SET PROBLEM: Reproduce the lines below, swapping every "bounding box" for "box coordinates" and changing nothing else.
-- START OF SUPPLIED DATA --
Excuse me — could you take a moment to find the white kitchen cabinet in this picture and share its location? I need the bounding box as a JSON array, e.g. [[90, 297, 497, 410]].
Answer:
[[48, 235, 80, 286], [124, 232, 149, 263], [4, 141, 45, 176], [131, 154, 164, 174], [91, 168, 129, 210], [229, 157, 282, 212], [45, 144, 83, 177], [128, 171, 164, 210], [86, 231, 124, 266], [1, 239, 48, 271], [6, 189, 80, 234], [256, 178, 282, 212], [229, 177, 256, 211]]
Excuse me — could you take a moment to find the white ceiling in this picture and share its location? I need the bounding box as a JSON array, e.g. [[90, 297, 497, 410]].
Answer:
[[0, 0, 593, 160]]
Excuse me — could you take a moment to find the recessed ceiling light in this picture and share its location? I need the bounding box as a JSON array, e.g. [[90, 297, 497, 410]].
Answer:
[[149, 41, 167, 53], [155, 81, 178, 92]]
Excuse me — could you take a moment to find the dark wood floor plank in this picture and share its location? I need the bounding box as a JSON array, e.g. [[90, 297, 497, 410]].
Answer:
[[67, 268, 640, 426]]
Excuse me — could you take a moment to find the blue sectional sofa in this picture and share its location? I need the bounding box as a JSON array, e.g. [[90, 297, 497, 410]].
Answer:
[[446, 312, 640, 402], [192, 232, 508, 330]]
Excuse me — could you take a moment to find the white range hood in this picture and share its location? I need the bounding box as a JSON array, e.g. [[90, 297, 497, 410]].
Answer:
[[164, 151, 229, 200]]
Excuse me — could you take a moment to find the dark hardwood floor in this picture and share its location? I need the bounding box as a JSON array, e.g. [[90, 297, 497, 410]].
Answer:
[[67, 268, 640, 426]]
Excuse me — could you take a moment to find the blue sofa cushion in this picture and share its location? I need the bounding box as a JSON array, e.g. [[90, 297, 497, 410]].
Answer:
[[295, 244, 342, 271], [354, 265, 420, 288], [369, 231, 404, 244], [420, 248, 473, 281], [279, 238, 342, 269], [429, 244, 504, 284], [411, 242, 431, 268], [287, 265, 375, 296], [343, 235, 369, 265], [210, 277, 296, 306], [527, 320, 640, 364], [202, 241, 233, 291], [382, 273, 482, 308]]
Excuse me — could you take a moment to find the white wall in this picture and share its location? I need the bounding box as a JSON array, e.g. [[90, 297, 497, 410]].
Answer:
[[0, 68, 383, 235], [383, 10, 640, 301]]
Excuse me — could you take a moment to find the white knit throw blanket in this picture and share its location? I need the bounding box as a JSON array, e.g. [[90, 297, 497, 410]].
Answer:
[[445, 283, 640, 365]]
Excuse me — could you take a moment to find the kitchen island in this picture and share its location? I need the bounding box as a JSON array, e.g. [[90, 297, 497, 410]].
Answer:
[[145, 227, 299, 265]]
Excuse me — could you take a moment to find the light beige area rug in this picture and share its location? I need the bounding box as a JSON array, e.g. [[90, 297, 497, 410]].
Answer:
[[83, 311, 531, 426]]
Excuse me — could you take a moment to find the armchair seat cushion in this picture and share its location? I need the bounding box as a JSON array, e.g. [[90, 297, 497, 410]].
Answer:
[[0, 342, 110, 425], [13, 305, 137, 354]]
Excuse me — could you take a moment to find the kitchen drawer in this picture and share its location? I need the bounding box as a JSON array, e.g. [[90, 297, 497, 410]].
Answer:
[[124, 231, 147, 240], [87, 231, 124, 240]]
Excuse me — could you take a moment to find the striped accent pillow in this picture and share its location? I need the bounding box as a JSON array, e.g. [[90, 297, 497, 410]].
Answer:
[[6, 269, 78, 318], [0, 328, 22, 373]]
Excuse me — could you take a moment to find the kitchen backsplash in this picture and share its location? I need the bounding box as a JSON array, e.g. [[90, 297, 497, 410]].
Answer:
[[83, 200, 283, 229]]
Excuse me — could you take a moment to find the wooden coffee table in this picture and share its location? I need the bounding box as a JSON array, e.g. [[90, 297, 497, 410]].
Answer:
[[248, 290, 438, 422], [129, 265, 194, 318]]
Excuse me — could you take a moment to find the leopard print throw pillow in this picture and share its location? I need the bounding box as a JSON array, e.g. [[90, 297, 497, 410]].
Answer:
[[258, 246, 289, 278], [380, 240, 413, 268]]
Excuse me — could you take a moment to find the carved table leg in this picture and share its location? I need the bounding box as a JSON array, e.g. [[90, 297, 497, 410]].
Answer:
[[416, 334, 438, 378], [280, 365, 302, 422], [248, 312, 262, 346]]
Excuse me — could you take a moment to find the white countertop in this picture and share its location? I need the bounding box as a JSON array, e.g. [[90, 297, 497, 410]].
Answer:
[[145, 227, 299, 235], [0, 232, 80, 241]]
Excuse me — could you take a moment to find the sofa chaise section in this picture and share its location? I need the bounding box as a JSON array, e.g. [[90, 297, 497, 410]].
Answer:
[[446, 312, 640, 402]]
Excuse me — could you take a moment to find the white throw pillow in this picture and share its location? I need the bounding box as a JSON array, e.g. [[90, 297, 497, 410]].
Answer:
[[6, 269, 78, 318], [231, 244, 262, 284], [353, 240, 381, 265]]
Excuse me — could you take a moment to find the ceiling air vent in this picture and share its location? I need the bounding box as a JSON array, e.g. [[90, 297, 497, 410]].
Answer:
-- END OF SUPPLIED DATA --
TASK OUTPUT:
Excuse me — could you take a moment to find the white kitchen cabinet in this picture and share its location? I need the box coordinates as a JSON array, e.g. [[90, 297, 497, 410]].
Answer:
[[48, 235, 80, 286], [124, 232, 149, 263], [4, 141, 45, 176], [131, 154, 164, 174], [91, 168, 129, 210], [229, 157, 282, 212], [45, 144, 83, 177], [128, 171, 164, 210], [86, 231, 124, 266], [1, 239, 48, 271], [6, 189, 80, 234], [256, 178, 282, 212], [229, 177, 256, 211]]
Excuse me — could you take a moment to find the white ceiling in this picture and share its location? I need the box coordinates as a JSON array, e.g. [[90, 297, 497, 410]].
Answer:
[[0, 0, 593, 160]]
Excuse me — could you take a moment to find the recessed ceiling light in this picture and share its location? I need the box coordinates as a JSON array, e.g. [[90, 297, 497, 410]].
Answer:
[[149, 41, 167, 53], [155, 81, 178, 92]]
Excuse me — could you take a moment to find the dark wood floor plank in this picture and share its location? I need the box coordinates as a JSON array, e.g. [[90, 297, 497, 410]].
Answer:
[[67, 268, 640, 426]]
Excuse me — could you take a moment to find the blue sectional sofa in this picture and share its location? I need the box coordinates as a JSON array, e.g. [[90, 297, 497, 410]].
Answer:
[[446, 312, 640, 402], [192, 232, 508, 330]]
Excuse me — could you take a moment to find the white range hood in this picture and share its location? I need the box coordinates as a JSON array, e.g. [[90, 297, 497, 410]].
Answer:
[[164, 151, 229, 200]]
Excuse me — could you take a moment to find the dark hardwood floor in this picture and share its location? I need the box coordinates as a JSON array, e.g. [[90, 297, 497, 410]].
Answer:
[[67, 268, 640, 426]]
Excuse me — could you take a moment to find the blue sofa cushion in this picture and share its location? I need the box coordinates as a JSON array, e.g. [[90, 297, 497, 410]].
Answer:
[[295, 244, 342, 271], [354, 265, 420, 288], [369, 231, 404, 244], [420, 248, 473, 281], [279, 238, 342, 269], [429, 244, 504, 284], [411, 242, 431, 268], [287, 265, 375, 296], [343, 235, 369, 265], [210, 277, 296, 306], [527, 320, 640, 364], [202, 241, 233, 291], [382, 273, 482, 308]]
Excuse me — could you take a moment to find the white wall in this picture and share its location? I need the box coordinates as a JSON array, e.g. [[90, 297, 497, 410]].
Answer:
[[0, 68, 383, 235], [383, 10, 640, 301]]
Excuse me — could you take a moment to find the white knit throw blanket in this picture and share its location? I need the box coordinates as a JSON array, e.g. [[90, 297, 497, 410]].
Answer:
[[445, 283, 640, 365]]
Excuse me — could you take a moment to find the kitchen island in this picture and share its location? I need the box coordinates as a JSON array, e.g. [[90, 297, 497, 410]].
Answer:
[[145, 227, 299, 265]]
Excuse me — could you take a moment to find the light beige area rug in this picture and share its location? I need the box coordinates as a JSON array, e.g. [[90, 297, 497, 410]].
Answer:
[[83, 311, 531, 426]]
Excuse me — could you take a moment to find the armchair seat cushion in this picture and share its location? I need the box coordinates as a JSON array, e.g. [[90, 297, 497, 410]].
Answer:
[[0, 342, 110, 425], [13, 305, 137, 354]]
Excuse me — could you take a moment to find the kitchen drawer in this picture and share its location? I need the box coordinates as a JSON array, e.g. [[90, 297, 497, 410]].
Answer:
[[124, 231, 147, 240], [87, 231, 124, 240]]
Excuse me — could you take a moment to find the striped accent pillow in this picture and share its location? I need the box coordinates as a JSON array, e.g. [[90, 297, 497, 410]].
Answer:
[[6, 269, 78, 318], [0, 328, 22, 373]]
Excuse me — could you take a moment to find the kitchen backsplash in this picture and share its location? I need the box coordinates as a JSON array, e.g. [[90, 297, 497, 410]].
Answer:
[[83, 200, 283, 229]]
Excuse me — could you take a moment to find the wooden coffee table in this picture and share its location? I need the box coordinates as a JSON array, e.g. [[90, 297, 497, 410]].
Answer:
[[248, 290, 438, 422], [129, 265, 194, 318]]
Excuse me — could you take a moment to find the leopard print throw pillow in this picture and share its location? I need the box coordinates as a JSON array, e.g. [[90, 297, 497, 410]].
Answer:
[[258, 246, 289, 278], [380, 240, 413, 268]]
Excuse me — could you take a moment to find the carved table leg in this picture and share its location? I need the box coordinates as a JSON array, e.g. [[90, 297, 497, 410]].
Answer:
[[416, 334, 438, 378], [280, 365, 302, 422], [248, 312, 262, 346]]
Excuse me — could you take a moment to find the white countertop in this picture and share its location? I need the box coordinates as a JSON array, e.g. [[90, 297, 497, 410]].
Answer:
[[145, 227, 299, 235], [0, 232, 80, 241]]
Excuse me — could you take a moment to find the sofa chaise section in this picture and share its location? I need the box coordinates as a JSON array, e.g. [[90, 297, 497, 410]].
Answer:
[[446, 312, 640, 402]]
Excuse me — could you take a moment to find the white throw pillow in this picture and share its location? I need the box coordinates as a JSON array, e.g. [[90, 297, 497, 410]].
Answer:
[[6, 269, 78, 318], [231, 244, 262, 284], [353, 240, 381, 265]]
Excuse me — could you take a moment to find the ceiling air vent in this picture and share its location? I need the box coordinates as a JSON array, e.g. [[90, 297, 497, 410]].
Answer:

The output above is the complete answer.